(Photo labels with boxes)
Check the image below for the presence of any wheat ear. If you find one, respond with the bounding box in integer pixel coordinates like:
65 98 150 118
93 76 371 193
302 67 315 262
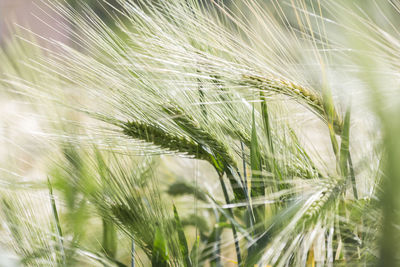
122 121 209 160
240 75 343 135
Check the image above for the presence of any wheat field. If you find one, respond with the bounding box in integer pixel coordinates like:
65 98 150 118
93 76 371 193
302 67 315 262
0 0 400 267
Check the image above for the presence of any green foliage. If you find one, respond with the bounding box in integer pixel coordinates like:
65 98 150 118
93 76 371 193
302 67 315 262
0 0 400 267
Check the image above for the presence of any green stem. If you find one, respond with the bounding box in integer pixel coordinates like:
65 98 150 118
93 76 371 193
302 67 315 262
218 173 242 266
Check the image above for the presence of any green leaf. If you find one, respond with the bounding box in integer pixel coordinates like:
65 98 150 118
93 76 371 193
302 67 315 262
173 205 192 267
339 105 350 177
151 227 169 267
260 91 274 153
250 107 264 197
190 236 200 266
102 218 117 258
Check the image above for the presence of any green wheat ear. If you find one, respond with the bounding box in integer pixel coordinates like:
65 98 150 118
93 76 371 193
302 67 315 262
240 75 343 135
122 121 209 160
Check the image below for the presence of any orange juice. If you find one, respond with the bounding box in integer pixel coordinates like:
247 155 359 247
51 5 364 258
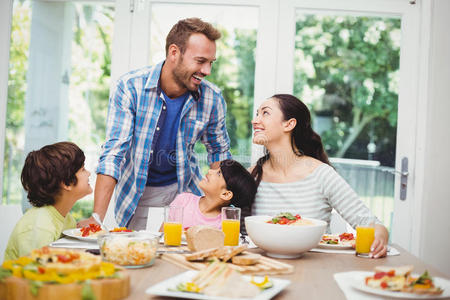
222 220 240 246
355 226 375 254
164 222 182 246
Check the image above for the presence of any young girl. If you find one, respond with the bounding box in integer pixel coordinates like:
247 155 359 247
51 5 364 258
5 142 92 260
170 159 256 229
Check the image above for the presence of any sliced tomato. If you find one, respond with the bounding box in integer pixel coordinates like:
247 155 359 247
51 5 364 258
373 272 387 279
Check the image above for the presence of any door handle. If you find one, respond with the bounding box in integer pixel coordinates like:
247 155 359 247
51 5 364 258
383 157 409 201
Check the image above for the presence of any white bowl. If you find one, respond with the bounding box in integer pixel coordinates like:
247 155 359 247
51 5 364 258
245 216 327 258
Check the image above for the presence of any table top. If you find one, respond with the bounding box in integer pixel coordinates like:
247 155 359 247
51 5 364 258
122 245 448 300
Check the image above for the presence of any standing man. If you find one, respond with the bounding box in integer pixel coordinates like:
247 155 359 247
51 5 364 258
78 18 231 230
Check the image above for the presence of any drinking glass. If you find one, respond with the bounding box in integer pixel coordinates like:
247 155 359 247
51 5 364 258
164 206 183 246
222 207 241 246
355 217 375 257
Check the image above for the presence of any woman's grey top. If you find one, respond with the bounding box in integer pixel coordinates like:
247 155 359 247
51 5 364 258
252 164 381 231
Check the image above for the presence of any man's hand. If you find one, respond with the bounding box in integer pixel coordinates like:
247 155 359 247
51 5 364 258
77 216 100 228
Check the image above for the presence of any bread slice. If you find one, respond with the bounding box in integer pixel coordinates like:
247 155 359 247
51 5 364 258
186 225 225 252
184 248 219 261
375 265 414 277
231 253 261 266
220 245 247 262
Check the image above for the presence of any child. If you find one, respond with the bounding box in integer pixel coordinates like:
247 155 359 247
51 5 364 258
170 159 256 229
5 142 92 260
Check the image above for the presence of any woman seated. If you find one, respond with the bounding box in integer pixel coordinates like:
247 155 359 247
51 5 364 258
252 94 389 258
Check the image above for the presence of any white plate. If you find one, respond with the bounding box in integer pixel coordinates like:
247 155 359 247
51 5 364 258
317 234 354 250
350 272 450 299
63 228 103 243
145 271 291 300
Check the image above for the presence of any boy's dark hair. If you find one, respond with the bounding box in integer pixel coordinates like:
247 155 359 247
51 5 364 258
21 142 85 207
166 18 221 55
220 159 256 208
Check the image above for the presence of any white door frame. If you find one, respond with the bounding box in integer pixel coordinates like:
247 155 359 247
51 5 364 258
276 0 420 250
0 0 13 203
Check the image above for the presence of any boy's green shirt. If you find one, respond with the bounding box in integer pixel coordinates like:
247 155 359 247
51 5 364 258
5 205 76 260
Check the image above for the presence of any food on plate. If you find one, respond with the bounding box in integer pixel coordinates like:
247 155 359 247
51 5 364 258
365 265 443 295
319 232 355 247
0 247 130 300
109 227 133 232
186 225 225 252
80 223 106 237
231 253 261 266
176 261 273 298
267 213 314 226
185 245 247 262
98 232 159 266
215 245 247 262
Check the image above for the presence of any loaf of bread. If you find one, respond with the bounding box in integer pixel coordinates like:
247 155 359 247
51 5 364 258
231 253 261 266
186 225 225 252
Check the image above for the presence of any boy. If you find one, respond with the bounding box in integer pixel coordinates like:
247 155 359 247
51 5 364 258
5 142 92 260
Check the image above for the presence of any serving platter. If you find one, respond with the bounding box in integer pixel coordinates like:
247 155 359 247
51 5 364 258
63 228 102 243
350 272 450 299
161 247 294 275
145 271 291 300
---
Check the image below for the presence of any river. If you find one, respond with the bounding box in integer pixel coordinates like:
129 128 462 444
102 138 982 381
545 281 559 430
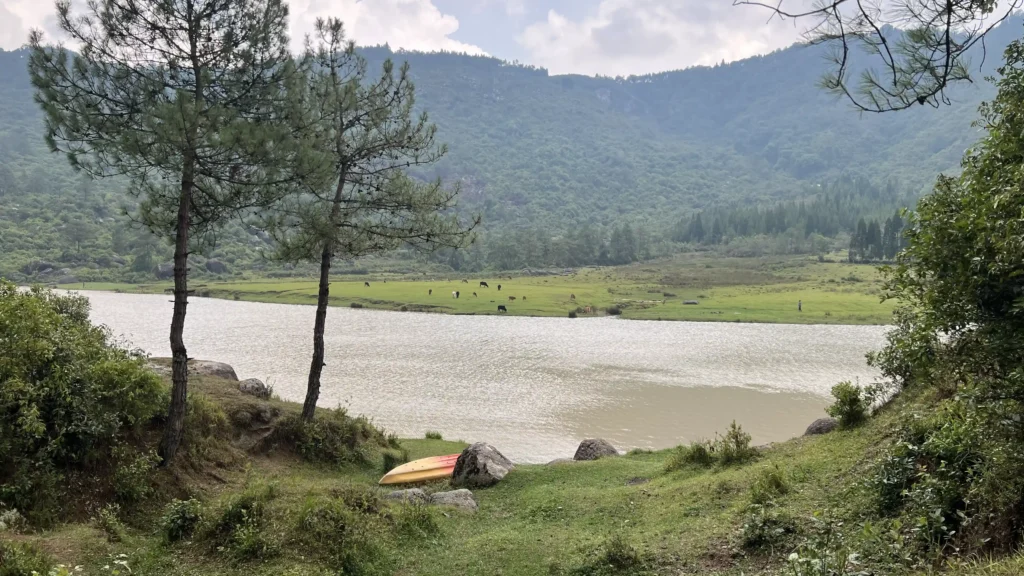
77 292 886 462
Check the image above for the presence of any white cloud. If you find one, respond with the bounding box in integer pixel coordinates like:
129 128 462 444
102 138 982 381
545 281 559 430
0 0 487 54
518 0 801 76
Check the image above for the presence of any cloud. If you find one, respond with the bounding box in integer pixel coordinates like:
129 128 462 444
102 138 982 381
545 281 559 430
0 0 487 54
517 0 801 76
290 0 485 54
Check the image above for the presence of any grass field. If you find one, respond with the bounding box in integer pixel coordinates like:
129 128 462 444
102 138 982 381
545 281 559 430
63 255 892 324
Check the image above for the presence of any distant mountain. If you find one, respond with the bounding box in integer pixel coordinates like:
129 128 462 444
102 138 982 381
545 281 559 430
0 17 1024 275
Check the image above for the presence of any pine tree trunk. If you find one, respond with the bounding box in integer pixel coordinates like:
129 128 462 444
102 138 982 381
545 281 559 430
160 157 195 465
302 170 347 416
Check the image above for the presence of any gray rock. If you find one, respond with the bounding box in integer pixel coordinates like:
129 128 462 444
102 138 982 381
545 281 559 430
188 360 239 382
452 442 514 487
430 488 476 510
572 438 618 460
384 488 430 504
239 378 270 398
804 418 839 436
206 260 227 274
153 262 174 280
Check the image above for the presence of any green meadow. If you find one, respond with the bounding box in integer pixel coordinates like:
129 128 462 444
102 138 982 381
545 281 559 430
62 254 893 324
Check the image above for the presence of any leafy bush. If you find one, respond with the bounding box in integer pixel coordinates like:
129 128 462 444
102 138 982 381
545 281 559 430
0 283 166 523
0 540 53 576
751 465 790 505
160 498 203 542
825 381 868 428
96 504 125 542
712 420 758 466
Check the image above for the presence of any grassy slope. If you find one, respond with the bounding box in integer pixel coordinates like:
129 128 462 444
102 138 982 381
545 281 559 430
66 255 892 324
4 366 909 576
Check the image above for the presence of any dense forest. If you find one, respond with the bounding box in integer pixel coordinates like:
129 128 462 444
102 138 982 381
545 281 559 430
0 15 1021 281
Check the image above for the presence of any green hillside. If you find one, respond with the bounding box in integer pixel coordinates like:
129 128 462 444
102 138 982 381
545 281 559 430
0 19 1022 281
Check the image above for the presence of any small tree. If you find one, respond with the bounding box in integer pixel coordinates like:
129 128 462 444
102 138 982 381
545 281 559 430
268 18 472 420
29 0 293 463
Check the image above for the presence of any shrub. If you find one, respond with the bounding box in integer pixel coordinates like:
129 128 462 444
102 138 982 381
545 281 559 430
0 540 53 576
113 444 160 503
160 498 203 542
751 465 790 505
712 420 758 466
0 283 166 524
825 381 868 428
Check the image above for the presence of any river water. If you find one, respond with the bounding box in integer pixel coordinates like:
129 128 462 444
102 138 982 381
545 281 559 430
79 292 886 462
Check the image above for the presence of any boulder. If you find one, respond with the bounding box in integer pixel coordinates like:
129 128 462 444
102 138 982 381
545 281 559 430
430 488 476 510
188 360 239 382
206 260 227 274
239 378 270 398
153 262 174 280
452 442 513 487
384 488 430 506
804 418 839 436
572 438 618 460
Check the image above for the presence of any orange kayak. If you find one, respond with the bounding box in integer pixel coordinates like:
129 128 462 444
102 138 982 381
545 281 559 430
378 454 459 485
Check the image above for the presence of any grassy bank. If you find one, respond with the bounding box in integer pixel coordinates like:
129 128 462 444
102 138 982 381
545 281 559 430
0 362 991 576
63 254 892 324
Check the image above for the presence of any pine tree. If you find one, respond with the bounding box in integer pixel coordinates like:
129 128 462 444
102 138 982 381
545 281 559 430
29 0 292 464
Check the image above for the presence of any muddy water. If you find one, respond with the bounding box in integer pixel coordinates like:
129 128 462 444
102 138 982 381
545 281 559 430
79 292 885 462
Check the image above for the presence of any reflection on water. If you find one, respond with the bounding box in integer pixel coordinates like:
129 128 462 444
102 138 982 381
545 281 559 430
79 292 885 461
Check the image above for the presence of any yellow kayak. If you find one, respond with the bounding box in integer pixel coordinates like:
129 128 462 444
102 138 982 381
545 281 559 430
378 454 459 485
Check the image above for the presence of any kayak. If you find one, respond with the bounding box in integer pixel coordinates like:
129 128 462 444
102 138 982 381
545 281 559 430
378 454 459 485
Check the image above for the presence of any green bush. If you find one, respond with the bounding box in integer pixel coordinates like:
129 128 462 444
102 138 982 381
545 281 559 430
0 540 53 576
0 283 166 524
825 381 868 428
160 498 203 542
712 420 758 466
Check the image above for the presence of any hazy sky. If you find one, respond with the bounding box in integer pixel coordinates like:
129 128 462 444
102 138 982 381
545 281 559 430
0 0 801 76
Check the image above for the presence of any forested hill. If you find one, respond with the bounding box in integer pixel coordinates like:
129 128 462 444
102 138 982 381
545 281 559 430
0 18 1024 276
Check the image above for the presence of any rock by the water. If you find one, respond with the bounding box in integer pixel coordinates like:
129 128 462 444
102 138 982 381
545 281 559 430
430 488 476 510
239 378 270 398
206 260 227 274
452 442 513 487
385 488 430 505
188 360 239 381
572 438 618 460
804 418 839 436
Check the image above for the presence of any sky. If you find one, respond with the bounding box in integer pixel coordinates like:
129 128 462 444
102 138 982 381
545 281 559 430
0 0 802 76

=== TASK STATEMENT ===
Copy the items starting with the line containing "Check the image above for the presence of any young" and going on through the line containing "383 157 409 201", renaming "door handle" to "door knob" and leaving everything else unchanged.

=== CORRECT ANSWER ===
Check the image above for the presence of any young girl. If you find one, respond with the bounding box in integer pixel coordinates like:
247 155 359 247
51 5 364 258
5 142 92 260
170 159 256 229
Check the image above for the presence of any sliced tomato. If you find one, respond with the bounding box in integer pixel coordinates like:
247 155 359 247
51 5 364 258
373 272 387 279
Check the image above for the presence of any door knob. If you find one, respond with the bounding box in integer pixel coordinates like:
247 155 359 247
51 5 364 258
383 157 409 201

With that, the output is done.